== Input data ==
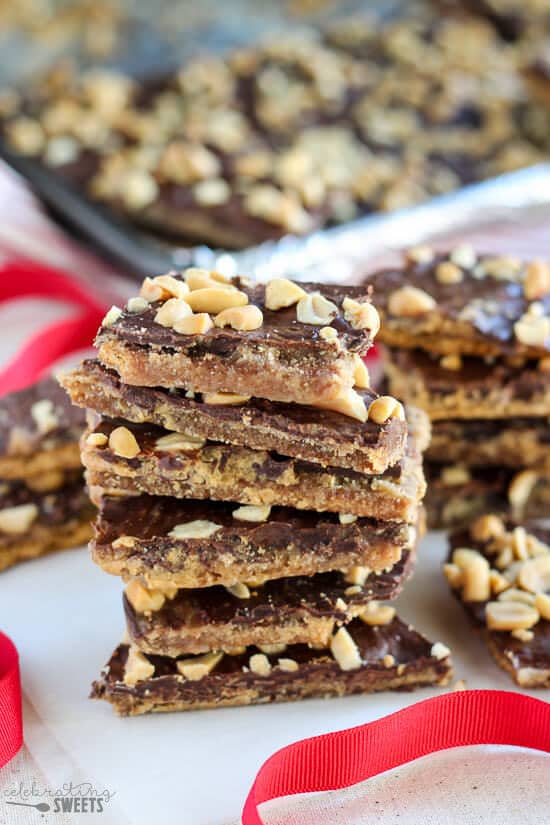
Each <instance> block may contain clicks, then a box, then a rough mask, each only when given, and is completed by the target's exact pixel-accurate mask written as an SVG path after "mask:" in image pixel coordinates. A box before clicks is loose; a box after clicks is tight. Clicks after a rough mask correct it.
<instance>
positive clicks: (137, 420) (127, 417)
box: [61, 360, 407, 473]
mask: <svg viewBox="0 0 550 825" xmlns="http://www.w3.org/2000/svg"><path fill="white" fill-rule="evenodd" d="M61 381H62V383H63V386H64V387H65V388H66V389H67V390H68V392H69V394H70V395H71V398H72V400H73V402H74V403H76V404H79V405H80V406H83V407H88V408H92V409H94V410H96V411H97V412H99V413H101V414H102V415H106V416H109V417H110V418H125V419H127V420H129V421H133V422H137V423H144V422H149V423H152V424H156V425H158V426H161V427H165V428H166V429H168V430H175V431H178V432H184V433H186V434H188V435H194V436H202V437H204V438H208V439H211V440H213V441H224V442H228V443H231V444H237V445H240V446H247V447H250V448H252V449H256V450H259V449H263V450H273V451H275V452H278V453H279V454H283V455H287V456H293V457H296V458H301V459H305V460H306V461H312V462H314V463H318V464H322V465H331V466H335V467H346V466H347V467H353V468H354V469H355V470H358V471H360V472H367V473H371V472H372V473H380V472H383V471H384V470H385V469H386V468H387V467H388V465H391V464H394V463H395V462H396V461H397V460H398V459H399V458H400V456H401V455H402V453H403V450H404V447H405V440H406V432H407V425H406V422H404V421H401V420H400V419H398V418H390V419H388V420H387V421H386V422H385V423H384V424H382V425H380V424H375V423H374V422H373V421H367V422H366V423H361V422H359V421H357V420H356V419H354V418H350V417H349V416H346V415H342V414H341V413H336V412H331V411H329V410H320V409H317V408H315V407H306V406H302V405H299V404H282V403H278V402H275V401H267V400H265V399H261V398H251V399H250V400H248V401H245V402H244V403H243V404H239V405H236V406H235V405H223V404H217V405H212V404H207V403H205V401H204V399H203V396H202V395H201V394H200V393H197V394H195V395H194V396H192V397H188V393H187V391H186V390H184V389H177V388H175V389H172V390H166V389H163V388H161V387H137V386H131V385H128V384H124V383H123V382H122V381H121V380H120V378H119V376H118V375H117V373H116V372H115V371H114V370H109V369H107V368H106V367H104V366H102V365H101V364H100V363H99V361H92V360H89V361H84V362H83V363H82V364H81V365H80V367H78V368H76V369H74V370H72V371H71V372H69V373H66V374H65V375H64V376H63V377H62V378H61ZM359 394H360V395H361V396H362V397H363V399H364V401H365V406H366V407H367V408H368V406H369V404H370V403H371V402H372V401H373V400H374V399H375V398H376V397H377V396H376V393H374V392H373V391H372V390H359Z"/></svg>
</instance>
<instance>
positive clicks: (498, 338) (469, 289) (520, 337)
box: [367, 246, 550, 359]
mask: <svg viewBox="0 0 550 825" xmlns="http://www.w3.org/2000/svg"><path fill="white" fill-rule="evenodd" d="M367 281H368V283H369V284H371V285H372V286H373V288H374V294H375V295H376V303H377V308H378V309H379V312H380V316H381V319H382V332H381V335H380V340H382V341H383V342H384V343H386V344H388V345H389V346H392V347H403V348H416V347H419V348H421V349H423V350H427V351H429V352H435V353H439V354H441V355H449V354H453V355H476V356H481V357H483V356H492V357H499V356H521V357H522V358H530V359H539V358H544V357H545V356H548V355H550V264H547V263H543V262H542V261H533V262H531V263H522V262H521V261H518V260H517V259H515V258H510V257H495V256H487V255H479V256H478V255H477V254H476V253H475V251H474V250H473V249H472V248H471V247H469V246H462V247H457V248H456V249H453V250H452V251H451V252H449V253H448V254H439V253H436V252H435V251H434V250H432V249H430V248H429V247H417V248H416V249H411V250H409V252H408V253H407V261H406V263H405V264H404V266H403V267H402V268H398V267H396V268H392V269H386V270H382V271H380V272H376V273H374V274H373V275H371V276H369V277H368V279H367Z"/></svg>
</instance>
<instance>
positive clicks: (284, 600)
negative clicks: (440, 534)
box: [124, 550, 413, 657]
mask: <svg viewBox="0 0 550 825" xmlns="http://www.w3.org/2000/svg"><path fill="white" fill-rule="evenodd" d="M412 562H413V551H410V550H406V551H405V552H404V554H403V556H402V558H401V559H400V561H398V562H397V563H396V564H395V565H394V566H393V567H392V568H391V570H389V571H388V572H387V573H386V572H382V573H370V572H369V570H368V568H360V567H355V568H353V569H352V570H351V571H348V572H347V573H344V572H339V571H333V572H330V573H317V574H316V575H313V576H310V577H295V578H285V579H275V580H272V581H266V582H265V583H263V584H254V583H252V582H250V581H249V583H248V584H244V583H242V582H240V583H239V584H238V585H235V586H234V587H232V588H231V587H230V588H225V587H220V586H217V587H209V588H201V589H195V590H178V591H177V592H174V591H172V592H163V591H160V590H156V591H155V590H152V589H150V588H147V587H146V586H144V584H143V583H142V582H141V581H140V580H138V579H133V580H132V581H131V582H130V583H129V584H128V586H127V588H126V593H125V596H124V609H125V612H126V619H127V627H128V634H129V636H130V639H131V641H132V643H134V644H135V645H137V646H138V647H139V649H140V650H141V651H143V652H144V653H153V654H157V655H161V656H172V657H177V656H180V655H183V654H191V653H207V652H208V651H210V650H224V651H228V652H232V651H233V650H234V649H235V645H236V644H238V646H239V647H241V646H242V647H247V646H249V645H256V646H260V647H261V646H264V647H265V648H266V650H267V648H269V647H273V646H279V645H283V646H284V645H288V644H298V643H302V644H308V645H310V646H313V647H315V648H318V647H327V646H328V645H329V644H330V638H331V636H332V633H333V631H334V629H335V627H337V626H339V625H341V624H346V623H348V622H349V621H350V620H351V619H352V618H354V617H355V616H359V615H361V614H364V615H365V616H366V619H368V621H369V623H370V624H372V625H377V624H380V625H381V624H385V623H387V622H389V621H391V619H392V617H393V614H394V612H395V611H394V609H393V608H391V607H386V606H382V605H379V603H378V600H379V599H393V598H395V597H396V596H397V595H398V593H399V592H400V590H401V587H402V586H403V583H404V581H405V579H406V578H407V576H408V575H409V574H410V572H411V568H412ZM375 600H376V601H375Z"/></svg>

== The problem ==
Find every line in the records above that contains the word "positive", and copy each of those lines. Match the case exactly.

== Output ==
positive clicks: (137, 420) (127, 417)
positive clicks: (498, 338) (469, 289) (520, 337)
positive clicks: (284, 600)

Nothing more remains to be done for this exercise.